**CHALLENGE**
Make an exact copy of the entries below with the pictures removed.

**MATERIAL FOR THIS TASK**
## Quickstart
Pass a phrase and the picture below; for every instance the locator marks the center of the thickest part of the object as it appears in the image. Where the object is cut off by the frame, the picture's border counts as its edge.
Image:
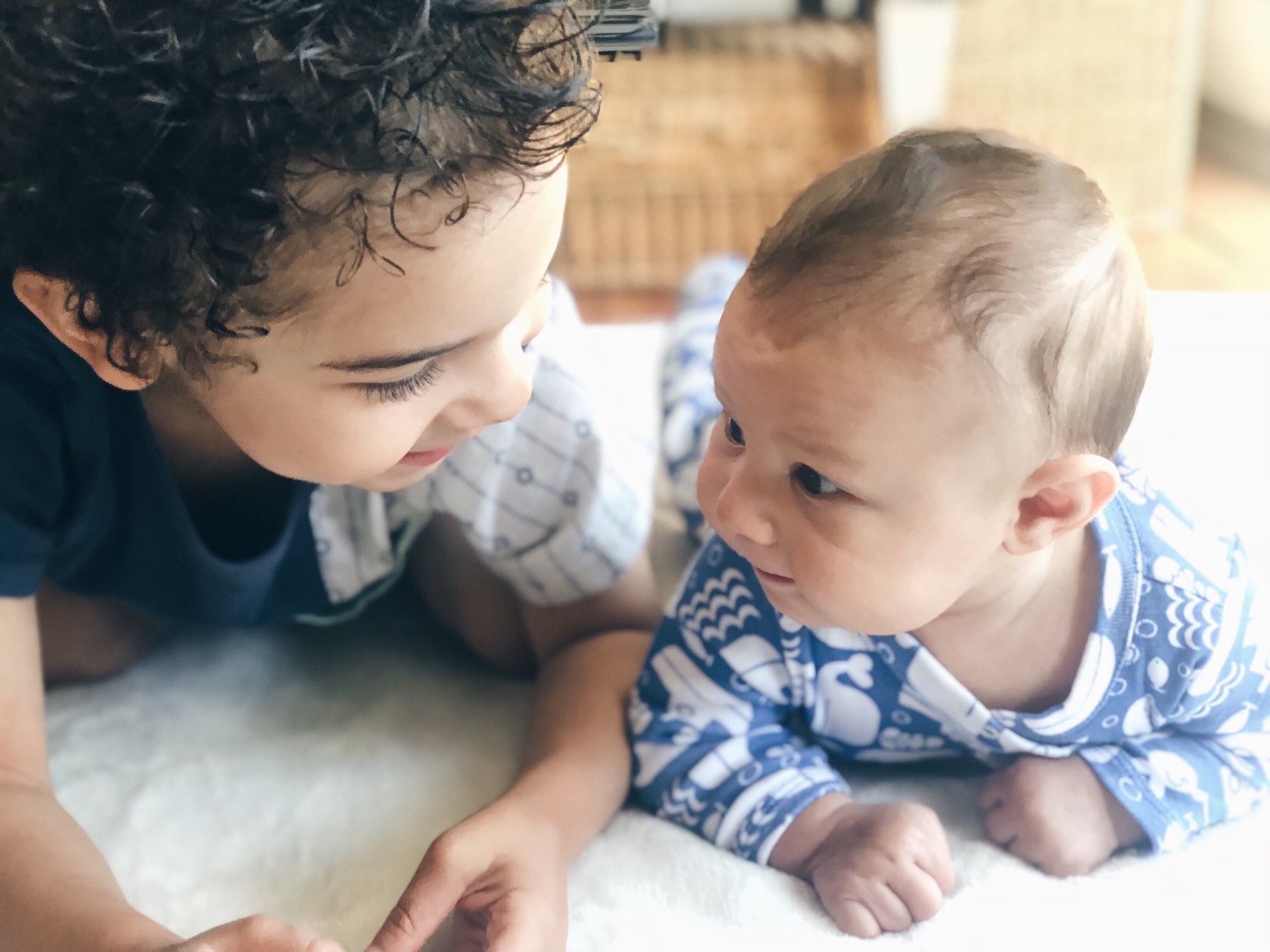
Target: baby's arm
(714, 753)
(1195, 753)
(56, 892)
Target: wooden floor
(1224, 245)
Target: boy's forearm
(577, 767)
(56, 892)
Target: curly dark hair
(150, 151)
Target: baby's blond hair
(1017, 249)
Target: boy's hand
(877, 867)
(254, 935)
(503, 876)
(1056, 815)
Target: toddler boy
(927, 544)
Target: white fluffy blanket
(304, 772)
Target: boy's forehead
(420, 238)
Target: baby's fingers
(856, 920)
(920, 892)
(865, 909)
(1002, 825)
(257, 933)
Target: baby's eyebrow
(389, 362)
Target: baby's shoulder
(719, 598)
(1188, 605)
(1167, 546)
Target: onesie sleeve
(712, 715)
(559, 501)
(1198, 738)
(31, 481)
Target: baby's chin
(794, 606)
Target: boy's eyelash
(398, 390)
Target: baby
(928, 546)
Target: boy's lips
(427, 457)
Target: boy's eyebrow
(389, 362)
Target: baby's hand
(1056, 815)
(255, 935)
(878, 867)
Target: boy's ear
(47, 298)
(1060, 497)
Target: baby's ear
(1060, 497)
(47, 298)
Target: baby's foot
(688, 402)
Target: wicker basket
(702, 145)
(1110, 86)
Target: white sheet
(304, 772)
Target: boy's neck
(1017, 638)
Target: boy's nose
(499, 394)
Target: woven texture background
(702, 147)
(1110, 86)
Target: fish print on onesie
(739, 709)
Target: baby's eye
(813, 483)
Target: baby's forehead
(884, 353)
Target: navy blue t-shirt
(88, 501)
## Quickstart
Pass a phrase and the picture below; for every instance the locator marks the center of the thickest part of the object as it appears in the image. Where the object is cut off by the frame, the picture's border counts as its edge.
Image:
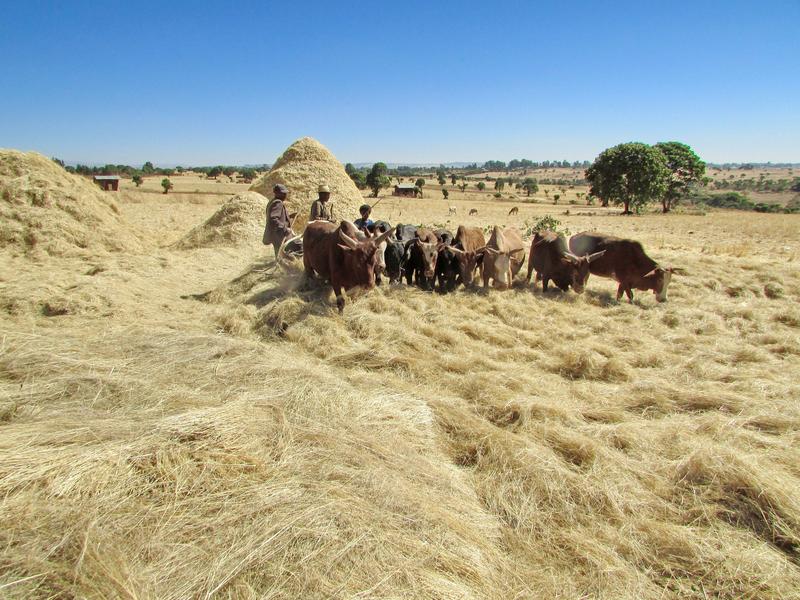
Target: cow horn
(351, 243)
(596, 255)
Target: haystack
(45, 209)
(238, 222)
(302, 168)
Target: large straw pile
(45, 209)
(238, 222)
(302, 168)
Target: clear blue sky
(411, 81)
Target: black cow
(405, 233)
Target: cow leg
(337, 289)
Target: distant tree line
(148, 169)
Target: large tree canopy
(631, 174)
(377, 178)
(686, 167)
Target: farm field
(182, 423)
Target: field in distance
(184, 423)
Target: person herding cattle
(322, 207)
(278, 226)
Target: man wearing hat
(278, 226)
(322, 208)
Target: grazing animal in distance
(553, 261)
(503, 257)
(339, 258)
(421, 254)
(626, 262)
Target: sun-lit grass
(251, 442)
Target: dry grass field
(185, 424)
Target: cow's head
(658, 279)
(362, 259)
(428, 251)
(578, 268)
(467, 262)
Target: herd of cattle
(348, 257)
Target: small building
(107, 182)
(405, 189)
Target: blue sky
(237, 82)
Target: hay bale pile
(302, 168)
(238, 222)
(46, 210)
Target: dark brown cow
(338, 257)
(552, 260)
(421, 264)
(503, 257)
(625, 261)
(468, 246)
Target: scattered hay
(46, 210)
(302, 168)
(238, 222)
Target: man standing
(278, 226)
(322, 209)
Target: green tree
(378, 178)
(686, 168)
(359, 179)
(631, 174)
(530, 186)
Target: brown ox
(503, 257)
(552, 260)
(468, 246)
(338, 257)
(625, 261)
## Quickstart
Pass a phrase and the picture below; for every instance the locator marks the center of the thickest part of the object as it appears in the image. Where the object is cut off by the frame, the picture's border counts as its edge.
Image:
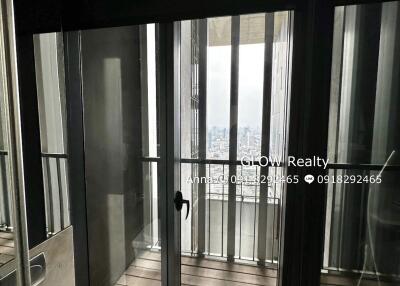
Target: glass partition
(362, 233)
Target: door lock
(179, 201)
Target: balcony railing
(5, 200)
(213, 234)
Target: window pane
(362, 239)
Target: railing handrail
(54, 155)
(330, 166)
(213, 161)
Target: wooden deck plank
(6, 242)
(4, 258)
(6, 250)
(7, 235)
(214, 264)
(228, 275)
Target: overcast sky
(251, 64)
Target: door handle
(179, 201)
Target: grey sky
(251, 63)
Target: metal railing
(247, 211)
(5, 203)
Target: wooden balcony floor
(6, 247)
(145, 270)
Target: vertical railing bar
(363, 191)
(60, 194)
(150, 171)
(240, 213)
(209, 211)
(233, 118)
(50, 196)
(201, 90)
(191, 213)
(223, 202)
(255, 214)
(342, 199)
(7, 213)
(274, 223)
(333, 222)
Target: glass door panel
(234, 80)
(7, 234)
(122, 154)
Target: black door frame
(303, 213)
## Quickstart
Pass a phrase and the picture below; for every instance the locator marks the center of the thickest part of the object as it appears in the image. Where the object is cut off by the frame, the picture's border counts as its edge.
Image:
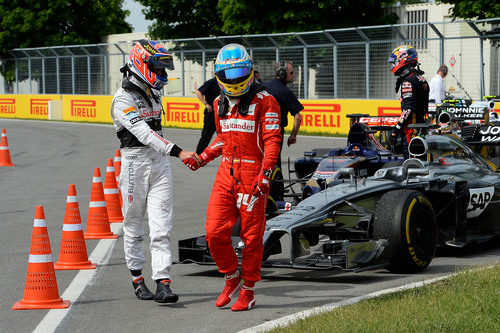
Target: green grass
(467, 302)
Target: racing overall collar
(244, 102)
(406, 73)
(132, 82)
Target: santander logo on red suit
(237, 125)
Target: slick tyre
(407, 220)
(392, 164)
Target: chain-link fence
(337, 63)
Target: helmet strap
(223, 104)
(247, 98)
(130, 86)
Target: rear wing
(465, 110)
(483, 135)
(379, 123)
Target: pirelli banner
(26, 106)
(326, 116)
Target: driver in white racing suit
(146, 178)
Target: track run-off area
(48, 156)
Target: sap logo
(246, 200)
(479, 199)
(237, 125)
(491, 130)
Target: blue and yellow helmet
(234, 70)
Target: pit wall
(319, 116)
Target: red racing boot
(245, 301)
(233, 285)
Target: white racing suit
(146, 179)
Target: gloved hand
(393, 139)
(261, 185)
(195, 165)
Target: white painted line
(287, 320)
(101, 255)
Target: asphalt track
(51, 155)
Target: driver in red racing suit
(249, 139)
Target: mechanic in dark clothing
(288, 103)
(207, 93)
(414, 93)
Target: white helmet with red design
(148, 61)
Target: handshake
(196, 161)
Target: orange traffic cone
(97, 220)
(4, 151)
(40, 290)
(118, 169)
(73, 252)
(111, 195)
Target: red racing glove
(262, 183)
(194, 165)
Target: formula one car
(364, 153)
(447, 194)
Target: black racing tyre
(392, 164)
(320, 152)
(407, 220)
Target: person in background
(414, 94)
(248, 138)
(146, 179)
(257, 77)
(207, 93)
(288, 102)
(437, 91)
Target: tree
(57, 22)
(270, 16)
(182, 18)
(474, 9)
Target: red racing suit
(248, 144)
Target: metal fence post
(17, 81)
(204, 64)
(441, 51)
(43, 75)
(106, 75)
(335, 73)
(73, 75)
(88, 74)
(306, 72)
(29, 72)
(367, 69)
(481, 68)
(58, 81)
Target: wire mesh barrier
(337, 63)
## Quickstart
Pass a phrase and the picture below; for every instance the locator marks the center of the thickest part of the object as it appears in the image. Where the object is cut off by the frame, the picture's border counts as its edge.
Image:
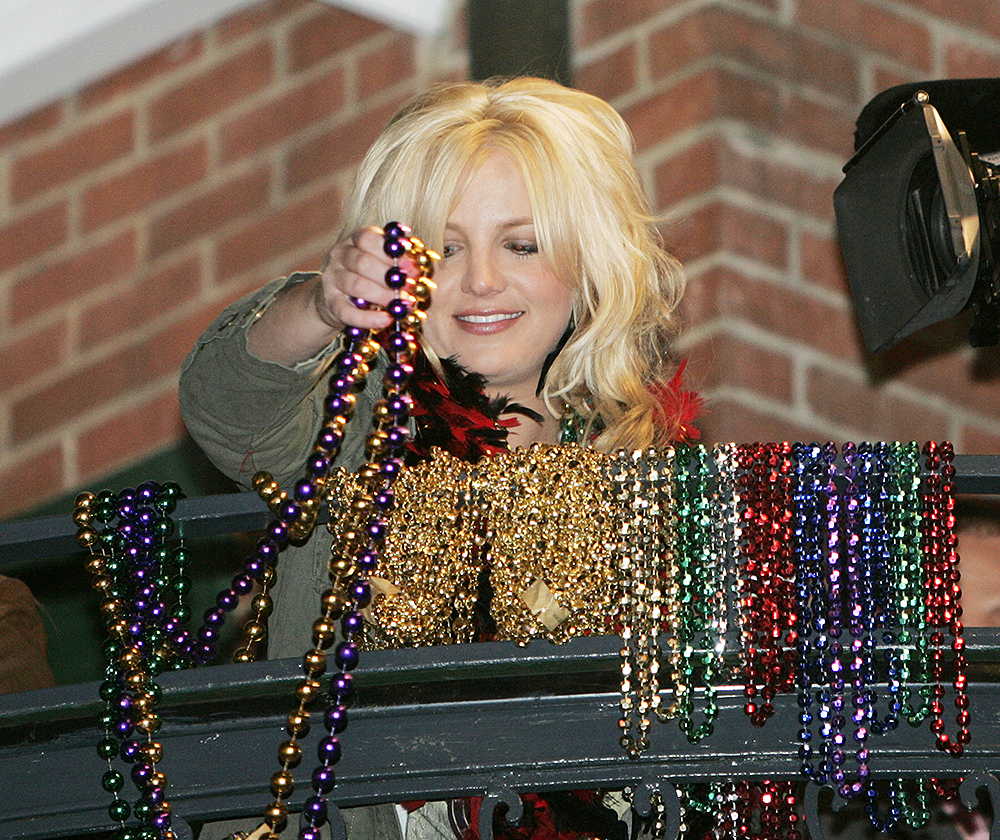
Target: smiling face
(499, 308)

**TASK RESPONSE**
## Quickstart
Pass a phrase and the picture below; for every instance the locator marks the center of the thickest part of the object as it appears in the image. Where the object is cut off by the frame, the picture's border counts as its edge.
Image:
Target: baby's arm
(714, 753)
(1195, 753)
(56, 892)
Target: wooden floor
(1224, 245)
Target: boy's forearm
(577, 767)
(56, 892)
Target: curly dark hair
(150, 151)
Target: baby's blond hair
(1017, 249)
Target: boy's hand
(877, 867)
(254, 935)
(503, 876)
(1056, 815)
Target: toddler boy
(927, 544)
Target: white fluffy blanket
(304, 772)
Target: boy's forehead
(420, 238)
Target: baby's fingers
(856, 920)
(920, 892)
(865, 909)
(1002, 825)
(257, 933)
Target: baby's eyebrow
(389, 362)
Target: baby's shoulder
(719, 598)
(1188, 605)
(1167, 546)
Target: onesie sleeve
(712, 715)
(559, 501)
(1198, 738)
(31, 481)
Target: baby's chin
(794, 606)
Target: boy's eyelash
(398, 390)
Target: baby
(928, 546)
Target: boy's lips
(427, 457)
Target: boy's eyebrow
(389, 362)
Target: baby's hand
(1056, 815)
(255, 935)
(878, 867)
Target: boy's ear
(47, 298)
(1060, 497)
Target: baby's ear
(1060, 497)
(47, 298)
Target: baby's foot
(688, 402)
Target: wicker basket
(702, 145)
(1110, 86)
Target: white sheet
(304, 772)
Target: boy's neck
(1017, 638)
Target: boy's nose
(499, 394)
Target: woven texture background
(702, 147)
(1110, 86)
Target: fish print on onesie
(739, 709)
Target: baby's eye
(813, 483)
Target: baby's forehead
(884, 353)
Target: navy blue t-shirt
(88, 501)
## Quickstart
Pass a phrase and the picture below; for every instance the locator marks the center of the thickest part of the object as it appears in the image. Where the object is cut off by the frame, the picture's border counts as its edge.
Image:
Target: cow horn
(351, 243)
(596, 255)
Target: haystack
(45, 209)
(238, 222)
(302, 168)
Target: large straw pile
(45, 209)
(238, 222)
(302, 168)
Target: clear blue sky
(411, 81)
Target: black cow
(405, 233)
Target: cow leg
(337, 289)
Target: distant tree line
(148, 169)
Target: large tree canopy
(631, 174)
(377, 178)
(686, 167)
Target: farm field
(182, 423)
Target: field in distance
(184, 423)
Target: person herding cattle
(322, 207)
(278, 226)
Target: man wearing hat
(278, 226)
(322, 208)
Target: grazing animal in distance
(553, 261)
(503, 257)
(339, 258)
(421, 254)
(626, 262)
Target: sun-lit grass
(251, 442)
Target: dry grass field
(185, 424)
Target: cow's head
(658, 279)
(362, 259)
(428, 251)
(578, 268)
(467, 262)
Target: herd of cattle
(348, 257)
Target: small building
(107, 182)
(405, 189)
Target: blue sky
(237, 82)
Target: hay bale pile
(302, 168)
(238, 222)
(46, 210)
Target: dark brown cow
(338, 257)
(552, 260)
(421, 264)
(503, 257)
(625, 261)
(468, 246)
Target: scattered hay
(46, 210)
(302, 168)
(238, 222)
Target: man standing
(278, 226)
(322, 209)
Target: green tree
(378, 178)
(686, 168)
(359, 179)
(631, 174)
(530, 186)
Target: brown ox
(503, 257)
(552, 260)
(468, 246)
(338, 257)
(625, 261)
## Quickstart
Pass a phrase and the picture below; for every instance the locator marks the center of the thickest part of the object as it appears in the image. Where the object is cut off by the frame, the picture's border counts as its edge.
Image:
Target: glass partition
(362, 233)
Target: door lock
(179, 201)
Target: balcony railing
(5, 200)
(213, 234)
Target: window pane
(362, 239)
Target: railing handrail
(54, 155)
(330, 166)
(213, 161)
Target: wooden deck plank
(6, 242)
(4, 258)
(6, 250)
(7, 235)
(214, 264)
(228, 275)
Target: overcast sky
(251, 64)
Target: door handle
(179, 201)
Target: grey sky
(251, 63)
Target: metal railing
(247, 211)
(5, 203)
Target: wooden balcony floor
(6, 247)
(145, 270)
Target: vertical railing bar
(363, 191)
(60, 194)
(150, 171)
(240, 213)
(209, 211)
(233, 118)
(50, 196)
(201, 90)
(191, 213)
(223, 202)
(255, 214)
(342, 199)
(7, 213)
(274, 223)
(333, 222)
Target: glass door panel
(234, 80)
(7, 234)
(122, 154)
Target: black door frame
(303, 213)
## Quickstart
Pass a phrase and the picture below; for every instance the locator marks the center of the thickest part of the object as it appears in the image. Where the object is cut off by the frame, the picture's border counts as its edge.
Image:
Target: green grass
(467, 302)
Target: racing overall collar
(244, 102)
(406, 73)
(132, 82)
Target: santander logo on red suit
(237, 125)
Target: slick tyre
(407, 220)
(392, 164)
Target: chain-link fence
(337, 63)
Target: helmet strap
(223, 104)
(247, 98)
(130, 86)
Target: rear wing
(465, 110)
(483, 135)
(379, 123)
Target: pirelli banner
(26, 106)
(326, 116)
Target: driver in white racing suit
(146, 178)
Target: track run-off area
(48, 156)
Target: sap logo
(246, 200)
(479, 199)
(237, 125)
(491, 130)
Target: blue and yellow helmet
(234, 70)
Target: pit wall
(319, 116)
Target: red racing boot
(245, 301)
(233, 285)
Target: white racing suit
(146, 179)
Target: gloved hand
(393, 139)
(261, 185)
(195, 165)
Target: white painted line
(287, 320)
(101, 255)
Target: asphalt track
(51, 155)
Target: driver in red racing suit
(249, 139)
Target: mechanic in dark clothing
(288, 103)
(207, 93)
(414, 93)
Target: white helmet with red design
(148, 61)
Target: handshake
(196, 161)
Target: orange traffic cone
(97, 220)
(4, 151)
(40, 290)
(118, 169)
(73, 252)
(111, 195)
Target: red racing glove
(262, 183)
(194, 165)
Target: formula one car
(364, 153)
(447, 194)
Target: black racing tyre
(392, 164)
(320, 152)
(407, 220)
Target: person in background
(414, 94)
(248, 138)
(146, 179)
(257, 77)
(207, 93)
(288, 102)
(437, 91)
Target: tree
(57, 22)
(270, 16)
(182, 18)
(474, 9)
Target: red racing suit
(248, 144)
Target: metal fence post
(17, 81)
(204, 64)
(441, 51)
(43, 75)
(106, 75)
(335, 73)
(73, 75)
(88, 74)
(306, 72)
(29, 72)
(367, 69)
(481, 68)
(58, 81)
Target: wire mesh barrier
(337, 63)
## Quickstart
Pass a phrase and the picture below; for every instance the locator marks the center of the thickest part of the object as it appears in the image. Where the object is cut off by the frame, the picture's border counts as its edge.
Image:
Target: smiling face
(499, 308)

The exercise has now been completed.